▶ **YOUR GOAL**
Please show every line of the rows that contains the string "blossom".

** begin INFORMATION GIVEN **

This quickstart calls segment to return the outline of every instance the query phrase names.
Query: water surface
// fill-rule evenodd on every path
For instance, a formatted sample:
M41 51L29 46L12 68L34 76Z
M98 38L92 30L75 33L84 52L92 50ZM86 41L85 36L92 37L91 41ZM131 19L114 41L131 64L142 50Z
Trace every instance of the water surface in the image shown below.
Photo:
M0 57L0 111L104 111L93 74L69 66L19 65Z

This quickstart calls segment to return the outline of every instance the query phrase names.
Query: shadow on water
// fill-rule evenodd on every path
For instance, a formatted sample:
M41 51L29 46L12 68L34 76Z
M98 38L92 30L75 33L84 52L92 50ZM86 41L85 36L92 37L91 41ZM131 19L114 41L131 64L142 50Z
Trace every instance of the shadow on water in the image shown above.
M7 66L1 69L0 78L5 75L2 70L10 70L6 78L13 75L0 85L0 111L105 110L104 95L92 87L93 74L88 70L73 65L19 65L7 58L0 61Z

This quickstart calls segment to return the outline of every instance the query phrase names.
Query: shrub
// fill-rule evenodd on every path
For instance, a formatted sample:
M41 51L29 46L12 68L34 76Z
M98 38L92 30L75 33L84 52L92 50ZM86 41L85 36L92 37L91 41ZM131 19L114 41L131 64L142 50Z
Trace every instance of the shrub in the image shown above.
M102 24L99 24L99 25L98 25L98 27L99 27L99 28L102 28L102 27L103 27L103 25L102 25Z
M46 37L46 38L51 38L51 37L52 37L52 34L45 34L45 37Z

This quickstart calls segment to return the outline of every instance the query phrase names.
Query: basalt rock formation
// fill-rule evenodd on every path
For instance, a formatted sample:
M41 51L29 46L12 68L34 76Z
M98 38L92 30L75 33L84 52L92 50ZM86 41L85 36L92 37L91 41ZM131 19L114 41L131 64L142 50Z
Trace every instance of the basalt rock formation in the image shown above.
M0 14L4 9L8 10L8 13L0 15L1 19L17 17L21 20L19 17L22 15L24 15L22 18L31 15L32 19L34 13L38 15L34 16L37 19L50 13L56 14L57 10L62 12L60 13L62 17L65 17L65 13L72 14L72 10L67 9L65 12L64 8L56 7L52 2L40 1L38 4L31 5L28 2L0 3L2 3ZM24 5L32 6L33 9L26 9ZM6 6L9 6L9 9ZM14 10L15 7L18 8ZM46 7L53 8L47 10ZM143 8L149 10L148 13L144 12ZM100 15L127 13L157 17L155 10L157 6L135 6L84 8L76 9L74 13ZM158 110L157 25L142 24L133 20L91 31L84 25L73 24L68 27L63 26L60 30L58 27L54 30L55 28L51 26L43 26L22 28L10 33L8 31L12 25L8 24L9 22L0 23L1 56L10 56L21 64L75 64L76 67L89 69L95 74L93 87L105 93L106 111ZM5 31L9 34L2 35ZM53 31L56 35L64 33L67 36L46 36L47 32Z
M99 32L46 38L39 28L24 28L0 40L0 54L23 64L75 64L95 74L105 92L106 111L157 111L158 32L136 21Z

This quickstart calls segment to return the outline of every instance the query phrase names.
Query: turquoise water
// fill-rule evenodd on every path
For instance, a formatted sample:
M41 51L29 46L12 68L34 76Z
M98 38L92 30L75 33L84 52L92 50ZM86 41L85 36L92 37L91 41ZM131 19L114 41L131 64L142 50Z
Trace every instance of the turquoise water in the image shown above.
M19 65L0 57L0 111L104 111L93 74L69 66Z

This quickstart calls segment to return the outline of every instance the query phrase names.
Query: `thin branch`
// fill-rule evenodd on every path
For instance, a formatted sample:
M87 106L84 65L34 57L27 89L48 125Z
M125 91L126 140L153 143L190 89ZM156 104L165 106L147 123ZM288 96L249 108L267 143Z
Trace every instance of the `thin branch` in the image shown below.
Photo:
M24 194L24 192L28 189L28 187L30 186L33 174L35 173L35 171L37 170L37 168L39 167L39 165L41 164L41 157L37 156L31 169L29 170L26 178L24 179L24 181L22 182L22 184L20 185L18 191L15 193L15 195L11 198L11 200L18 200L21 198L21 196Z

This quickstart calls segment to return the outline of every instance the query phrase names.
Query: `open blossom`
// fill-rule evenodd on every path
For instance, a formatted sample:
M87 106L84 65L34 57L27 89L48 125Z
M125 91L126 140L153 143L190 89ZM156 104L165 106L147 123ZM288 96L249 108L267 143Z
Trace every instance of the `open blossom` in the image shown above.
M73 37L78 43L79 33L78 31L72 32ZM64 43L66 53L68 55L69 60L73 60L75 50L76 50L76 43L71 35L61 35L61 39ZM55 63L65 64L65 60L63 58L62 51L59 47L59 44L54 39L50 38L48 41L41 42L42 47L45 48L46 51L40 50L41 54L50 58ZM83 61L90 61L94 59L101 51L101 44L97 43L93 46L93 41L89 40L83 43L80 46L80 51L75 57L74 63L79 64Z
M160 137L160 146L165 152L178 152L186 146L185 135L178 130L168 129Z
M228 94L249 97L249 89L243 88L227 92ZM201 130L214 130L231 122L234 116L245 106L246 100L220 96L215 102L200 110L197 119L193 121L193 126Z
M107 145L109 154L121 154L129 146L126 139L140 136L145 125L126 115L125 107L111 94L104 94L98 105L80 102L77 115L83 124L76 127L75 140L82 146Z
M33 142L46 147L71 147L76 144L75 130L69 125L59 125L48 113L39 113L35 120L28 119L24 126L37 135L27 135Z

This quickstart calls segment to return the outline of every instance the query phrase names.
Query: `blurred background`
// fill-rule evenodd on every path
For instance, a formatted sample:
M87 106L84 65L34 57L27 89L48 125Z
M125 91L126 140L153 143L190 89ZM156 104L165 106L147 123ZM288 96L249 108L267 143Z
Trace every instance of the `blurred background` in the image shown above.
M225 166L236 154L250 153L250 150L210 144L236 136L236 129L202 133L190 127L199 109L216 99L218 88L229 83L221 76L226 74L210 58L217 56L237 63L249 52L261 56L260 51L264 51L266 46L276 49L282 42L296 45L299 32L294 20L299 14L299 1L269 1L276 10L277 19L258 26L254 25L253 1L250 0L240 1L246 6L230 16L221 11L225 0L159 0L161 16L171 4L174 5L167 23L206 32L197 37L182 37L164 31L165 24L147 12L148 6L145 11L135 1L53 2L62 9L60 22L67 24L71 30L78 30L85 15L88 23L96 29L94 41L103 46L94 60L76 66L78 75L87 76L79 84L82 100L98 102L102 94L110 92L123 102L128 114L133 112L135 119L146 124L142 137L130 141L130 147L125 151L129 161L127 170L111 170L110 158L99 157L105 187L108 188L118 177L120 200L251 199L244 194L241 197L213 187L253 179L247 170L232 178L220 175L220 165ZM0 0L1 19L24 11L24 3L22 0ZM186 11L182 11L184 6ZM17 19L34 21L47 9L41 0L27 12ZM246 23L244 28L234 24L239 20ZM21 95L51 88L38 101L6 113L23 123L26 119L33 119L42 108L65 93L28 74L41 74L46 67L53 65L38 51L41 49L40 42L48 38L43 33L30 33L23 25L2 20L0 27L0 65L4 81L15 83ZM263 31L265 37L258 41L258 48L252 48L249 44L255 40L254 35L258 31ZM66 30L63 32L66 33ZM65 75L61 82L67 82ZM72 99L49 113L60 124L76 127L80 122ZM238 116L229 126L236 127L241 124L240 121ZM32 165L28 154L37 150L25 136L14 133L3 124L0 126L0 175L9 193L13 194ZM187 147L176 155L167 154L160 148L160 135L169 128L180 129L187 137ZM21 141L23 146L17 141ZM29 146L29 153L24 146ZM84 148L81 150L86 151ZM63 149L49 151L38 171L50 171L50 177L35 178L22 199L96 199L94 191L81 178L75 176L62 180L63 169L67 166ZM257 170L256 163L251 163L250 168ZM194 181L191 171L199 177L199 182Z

** end INFORMATION GIVEN **

▶ **SOLUTION BELOW**
Query: `open blossom`
Trace every instance of the `open blossom` in the image shown above.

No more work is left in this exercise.